## [Entries for pointing at named objects]
══════════════════════════════

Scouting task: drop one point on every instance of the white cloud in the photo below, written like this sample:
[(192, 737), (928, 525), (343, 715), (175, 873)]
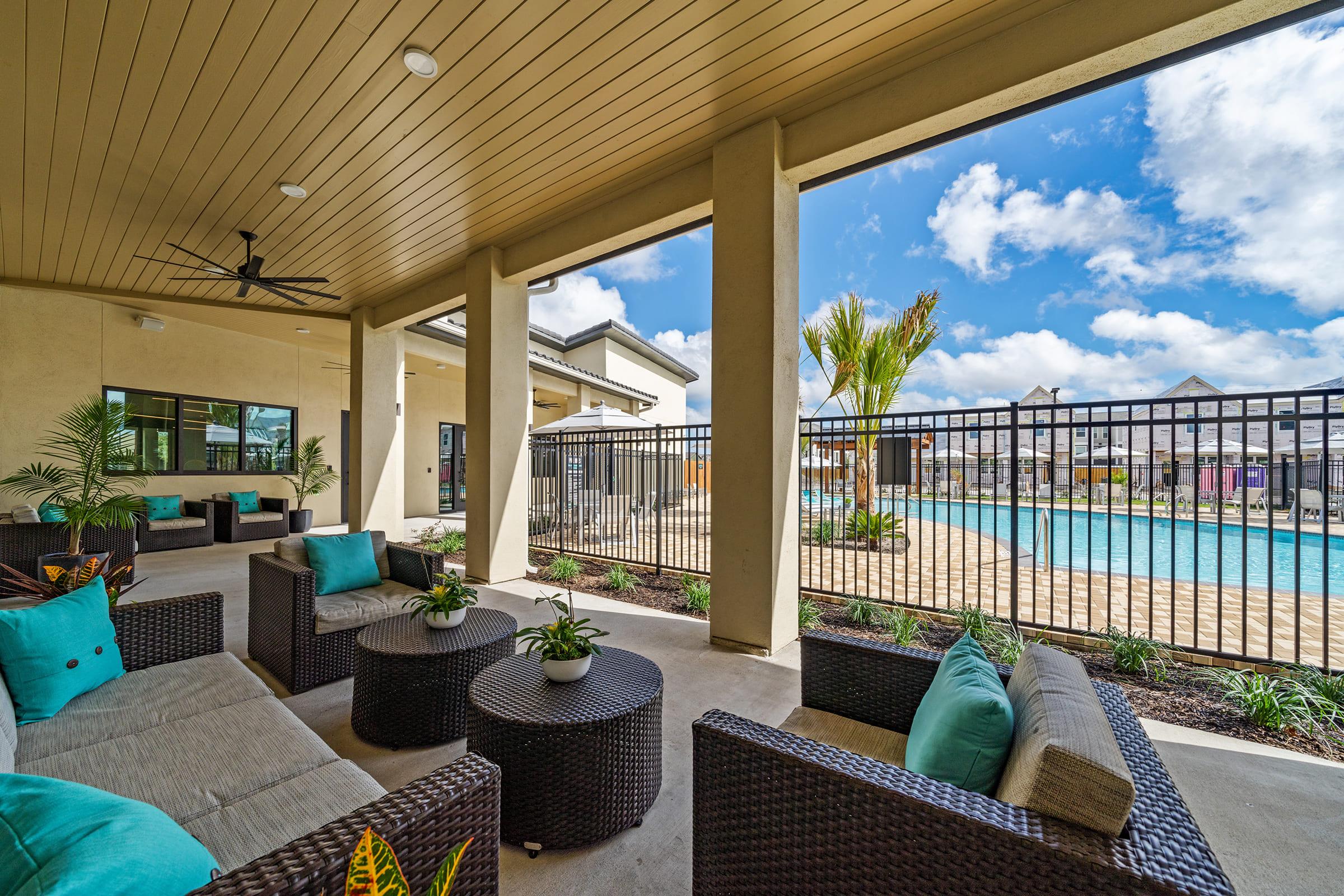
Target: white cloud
[(982, 214), (640, 267), (697, 352), (965, 332), (580, 301), (1252, 143)]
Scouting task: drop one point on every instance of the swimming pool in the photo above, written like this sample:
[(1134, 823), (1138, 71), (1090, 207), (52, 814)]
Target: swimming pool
[(1120, 543)]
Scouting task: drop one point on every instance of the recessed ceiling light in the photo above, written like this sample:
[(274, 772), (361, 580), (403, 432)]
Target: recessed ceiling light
[(420, 62)]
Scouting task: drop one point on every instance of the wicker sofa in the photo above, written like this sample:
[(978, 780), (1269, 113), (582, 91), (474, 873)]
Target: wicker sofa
[(24, 543), (194, 528), (778, 813), (307, 640), (272, 521), (194, 732)]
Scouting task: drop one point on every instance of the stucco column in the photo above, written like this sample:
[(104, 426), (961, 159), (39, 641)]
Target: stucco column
[(754, 538), (498, 403), (377, 428)]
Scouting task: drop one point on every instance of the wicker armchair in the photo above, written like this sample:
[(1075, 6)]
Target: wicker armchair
[(422, 820), (232, 527), (24, 543), (169, 539), (281, 622), (776, 813)]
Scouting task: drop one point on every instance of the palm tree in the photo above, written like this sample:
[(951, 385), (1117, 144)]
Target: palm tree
[(97, 465), (866, 365)]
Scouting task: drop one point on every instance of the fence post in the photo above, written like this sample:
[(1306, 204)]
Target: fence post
[(657, 500), (1012, 516)]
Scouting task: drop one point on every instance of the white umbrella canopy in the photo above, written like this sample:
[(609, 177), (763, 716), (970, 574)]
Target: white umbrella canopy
[(1226, 446), (596, 419)]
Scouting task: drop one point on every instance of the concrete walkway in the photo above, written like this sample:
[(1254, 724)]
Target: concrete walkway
[(1275, 819)]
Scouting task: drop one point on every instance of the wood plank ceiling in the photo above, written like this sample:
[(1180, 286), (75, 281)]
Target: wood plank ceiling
[(125, 124)]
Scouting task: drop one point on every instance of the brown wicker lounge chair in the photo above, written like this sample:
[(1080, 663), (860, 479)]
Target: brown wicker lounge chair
[(194, 528), (293, 632), (24, 543), (272, 521), (778, 813)]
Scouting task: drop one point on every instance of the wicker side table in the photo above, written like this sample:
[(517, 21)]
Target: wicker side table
[(412, 680), (603, 735)]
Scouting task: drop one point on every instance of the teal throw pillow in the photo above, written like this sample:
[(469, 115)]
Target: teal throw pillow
[(165, 507), (55, 651), (963, 730), (61, 839), (50, 514), (343, 562)]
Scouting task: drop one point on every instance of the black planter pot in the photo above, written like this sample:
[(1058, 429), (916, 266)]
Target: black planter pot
[(66, 562)]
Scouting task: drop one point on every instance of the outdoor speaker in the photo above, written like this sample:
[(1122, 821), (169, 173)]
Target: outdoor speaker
[(893, 460)]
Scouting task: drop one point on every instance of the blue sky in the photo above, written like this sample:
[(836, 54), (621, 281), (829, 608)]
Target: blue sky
[(1190, 222)]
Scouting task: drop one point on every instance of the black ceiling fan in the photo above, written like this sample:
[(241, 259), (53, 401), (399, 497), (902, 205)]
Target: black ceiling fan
[(248, 274)]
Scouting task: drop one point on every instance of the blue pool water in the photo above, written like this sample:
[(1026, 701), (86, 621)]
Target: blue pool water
[(1120, 543)]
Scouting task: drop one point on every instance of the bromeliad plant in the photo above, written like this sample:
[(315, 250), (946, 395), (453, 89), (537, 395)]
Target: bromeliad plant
[(449, 594), (374, 870), (566, 638), (96, 466)]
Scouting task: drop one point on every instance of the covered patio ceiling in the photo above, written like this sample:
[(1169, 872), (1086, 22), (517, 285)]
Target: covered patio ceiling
[(128, 124)]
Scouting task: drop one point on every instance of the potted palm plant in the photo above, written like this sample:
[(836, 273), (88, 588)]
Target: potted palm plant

══════════════════════════════

## [PROMPT]
Reproduce all of the lines above word for word, but leave the pictures out.

## [FULL ANSWER]
Scouting task: drop one point on every instance of the white cloud in the photo below, written like this sample:
[(192, 737), (928, 525), (343, 715), (175, 873)]
Target: white cloud
[(982, 214), (640, 267), (697, 352), (965, 332), (580, 301), (1252, 143)]
Scouting task: drop one point on every instance of the swimming pool in the photo above, written like this sample:
[(1134, 823), (1138, 71), (1090, 207), (52, 814)]
Target: swimming pool
[(1120, 543)]
Scouting task: drop one point on every instance of the recessed ceiling light in the photo above, written like this sample:
[(274, 772), (361, 580), (403, 432)]
Target: recessed ceiling light
[(420, 62)]
Scouting task: drop one point on every instance of the wicker sofa in the photo above, written like this sample:
[(978, 780), (1269, 113), (582, 91), (474, 873)]
Target: wicker sofa
[(24, 543), (194, 528), (778, 813), (307, 640), (272, 521), (194, 732)]
Scouting task: drop one point on every instance of the stucco column in the photo above, written like this sample:
[(104, 426), (961, 159), (39, 641)]
Target: stucco column
[(754, 538), (498, 403), (377, 428)]
Scouting task: drop one point on every instance of the wicker armchair in the photo above, written like this sample:
[(1075, 6)]
Target: wicker armchair
[(422, 820), (232, 527), (24, 543), (169, 539), (281, 622), (776, 813)]
Scouting task: drop one point on every instance of the palm tree in the photo above, written like this sample:
[(951, 385), (1117, 144)]
Target: palm tree
[(97, 465), (866, 365)]
Scouting task: drop one point on every instance of the fence post in the photo above, written like this sample:
[(1306, 204)]
Target: fence post
[(657, 500), (1012, 516)]
Scouting task: drop one point on every instance of the white umbrella canopy in the photo above, written like this sample:
[(609, 177), (763, 716), (970, 574)]
Target: white umbrella canopy
[(1226, 446), (596, 419)]
Scouting task: drop one point on every instance of the concrete walkway in the photo above, written like this sample:
[(1254, 724)]
Target: concrete walkway
[(1275, 819)]
Scouting task: drop one point on every instance of the wood plank ceiling in the photo above, written like this sample:
[(1180, 286), (75, 281)]
Target: wood plank ceiling
[(125, 124)]
Scouting task: drop one point on every instance of the brown wicker lounge chair in the photo above, written like this sample:
[(1080, 663), (860, 479)]
Target: brown wicker lounge chair
[(194, 528), (293, 632), (24, 543), (272, 521), (778, 813)]
Scouting task: drop one point on every instance of the wicker side table in the photo above, written like this sample:
[(517, 21)]
Target: wicker side table
[(412, 680), (603, 735)]
Scouting task: drop one point on every instance of the teal throw pillow in the photo above, written like this sample:
[(469, 115)]
Target: teal throw pillow
[(165, 507), (55, 651), (963, 730), (61, 839), (50, 514), (343, 562)]
Scouting task: drop one point on every instance of the black planter pot in the photo above, written like this sample:
[(1058, 429), (916, 266)]
Target: black planter pot
[(66, 562)]
Scouting task: drop one point on every instance of the outdoor speaker in the photo above, written like this sample:
[(1122, 821), (169, 173)]
Target: outdoor speaker
[(893, 460)]
Scouting task: drop one point on every instance of the blue sky in the photo above, written like this sample:
[(836, 54), (621, 281), (829, 608)]
Target: blue sky
[(1190, 222)]
Scouting task: drop one point on every instance of the black ceiling fan in the photo above, written like this sample:
[(241, 259), (53, 401), (399, 497), (902, 205)]
Target: black ceiling fan
[(248, 274)]
Scouting task: drop one point on every instance of the blue pool water in the photo above, written like this sample:
[(1026, 701), (86, 621)]
Target: blue pool water
[(1120, 543)]
Scouting task: drop one point on every instance of the bromeliad plant in the photo above, written like this sample:
[(315, 250), (946, 395), (453, 89), (537, 395)]
Target: bromeliad plant
[(449, 594), (374, 870), (566, 638), (96, 466)]
Scouting task: drop one point on every instance of the covered patio ceiling in the photo above, written like this sample:
[(1169, 872), (1086, 22), (517, 285)]
Target: covered patio ceiling
[(128, 124)]
Scouting task: drop one point on every instance of the potted palm plant in the photo above, written like this sample:
[(836, 273), (88, 588)]
Target: potted palm plant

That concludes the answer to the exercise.